--- EXERCISE ---
Reproduce this listing in full.

[Boundary annotation records]
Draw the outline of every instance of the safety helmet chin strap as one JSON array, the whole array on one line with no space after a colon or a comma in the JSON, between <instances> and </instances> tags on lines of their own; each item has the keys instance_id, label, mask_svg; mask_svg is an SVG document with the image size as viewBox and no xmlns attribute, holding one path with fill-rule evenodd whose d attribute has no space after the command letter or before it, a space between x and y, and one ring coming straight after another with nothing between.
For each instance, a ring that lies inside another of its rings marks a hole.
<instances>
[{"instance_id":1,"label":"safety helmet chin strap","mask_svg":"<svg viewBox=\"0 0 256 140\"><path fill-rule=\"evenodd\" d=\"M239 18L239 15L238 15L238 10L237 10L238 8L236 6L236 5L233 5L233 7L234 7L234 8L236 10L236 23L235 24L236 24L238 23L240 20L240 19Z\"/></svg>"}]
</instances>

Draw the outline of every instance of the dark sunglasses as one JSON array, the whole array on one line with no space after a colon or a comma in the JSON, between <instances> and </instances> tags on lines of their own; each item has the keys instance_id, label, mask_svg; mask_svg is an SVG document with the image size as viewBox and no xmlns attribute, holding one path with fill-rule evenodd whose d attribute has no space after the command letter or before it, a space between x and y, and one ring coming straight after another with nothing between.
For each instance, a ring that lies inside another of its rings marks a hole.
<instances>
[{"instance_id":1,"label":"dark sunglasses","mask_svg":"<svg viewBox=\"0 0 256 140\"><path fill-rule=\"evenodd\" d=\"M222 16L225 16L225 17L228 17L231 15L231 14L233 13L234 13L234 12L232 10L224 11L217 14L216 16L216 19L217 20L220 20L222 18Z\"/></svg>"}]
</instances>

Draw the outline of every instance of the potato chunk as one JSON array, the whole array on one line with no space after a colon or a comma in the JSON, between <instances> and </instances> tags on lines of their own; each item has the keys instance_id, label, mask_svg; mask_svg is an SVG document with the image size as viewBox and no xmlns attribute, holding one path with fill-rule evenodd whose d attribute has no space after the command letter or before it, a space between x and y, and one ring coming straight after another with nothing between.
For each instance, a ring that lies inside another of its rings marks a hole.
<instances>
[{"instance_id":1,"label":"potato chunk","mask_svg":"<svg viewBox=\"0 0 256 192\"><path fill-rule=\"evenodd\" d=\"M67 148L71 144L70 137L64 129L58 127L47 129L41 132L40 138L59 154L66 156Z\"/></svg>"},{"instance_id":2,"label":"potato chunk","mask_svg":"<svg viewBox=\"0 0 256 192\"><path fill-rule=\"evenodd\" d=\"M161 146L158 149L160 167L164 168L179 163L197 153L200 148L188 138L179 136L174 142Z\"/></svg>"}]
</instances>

--- RESULT BELOW ---
Draw the outline of every instance of the safety helmet chin strap as one JSON array, the whole array on one line with no space after a colon or a comma in the JSON, between <instances> and </instances> tags on lines of their own; each item has the keys instance_id, label, mask_svg; mask_svg is an SVG document with the image size as viewBox and no xmlns attribute, holding one path with fill-rule evenodd whose d attribute has no space after the command letter or before it, a space between x and y, and one ring coming straight after another with nothing between.
For each instance, a ring that lies inside another of its rings marks a hole.
<instances>
[{"instance_id":1,"label":"safety helmet chin strap","mask_svg":"<svg viewBox=\"0 0 256 140\"><path fill-rule=\"evenodd\" d=\"M239 18L239 15L238 15L238 10L237 10L238 8L236 6L236 5L233 5L233 7L234 7L234 8L236 10L236 23L235 24L236 24L238 23L240 20L240 19Z\"/></svg>"}]
</instances>

Draw the outline of every instance of the dark sunglasses as one JSON array, the whole array on one line with no space after a colon or a comma in the JSON, between <instances> and </instances> tags on lines of their own; each item has the keys instance_id, label, mask_svg; mask_svg is an SVG document with the image size as viewBox and no xmlns attribute, holding one path with fill-rule evenodd whose d attribute has no space after the command letter or before it, a space between x and y, and one ring coming straight after another with nothing between.
For each instance, a ring that lies inside another of its rings marks a hole.
<instances>
[{"instance_id":1,"label":"dark sunglasses","mask_svg":"<svg viewBox=\"0 0 256 140\"><path fill-rule=\"evenodd\" d=\"M222 16L225 16L225 17L228 17L231 15L231 14L233 13L234 13L234 12L232 10L224 11L217 14L216 16L216 19L217 20L220 20L222 18Z\"/></svg>"}]
</instances>

Draw the outline of every instance of the potato chunk as one JSON array, the whole array on one line with no space after a colon or a comma in the JSON, between <instances> and </instances> tags on lines of their own; each item has the keys instance_id, label, mask_svg; mask_svg is an SVG document with the image size as viewBox and no xmlns attribute, holding one path with fill-rule evenodd whose d attribute has no space after the command letter or before it, a space between x and y, and one ring coming straight after another with nothing between.
For each instance, a ring that lies inside another of its rings marks a hole.
<instances>
[{"instance_id":1,"label":"potato chunk","mask_svg":"<svg viewBox=\"0 0 256 192\"><path fill-rule=\"evenodd\" d=\"M67 148L71 144L70 137L64 129L58 127L47 129L41 132L40 138L59 154L66 156Z\"/></svg>"},{"instance_id":2,"label":"potato chunk","mask_svg":"<svg viewBox=\"0 0 256 192\"><path fill-rule=\"evenodd\" d=\"M161 146L158 149L160 167L164 168L179 163L197 153L200 148L188 138L179 136L174 142Z\"/></svg>"}]
</instances>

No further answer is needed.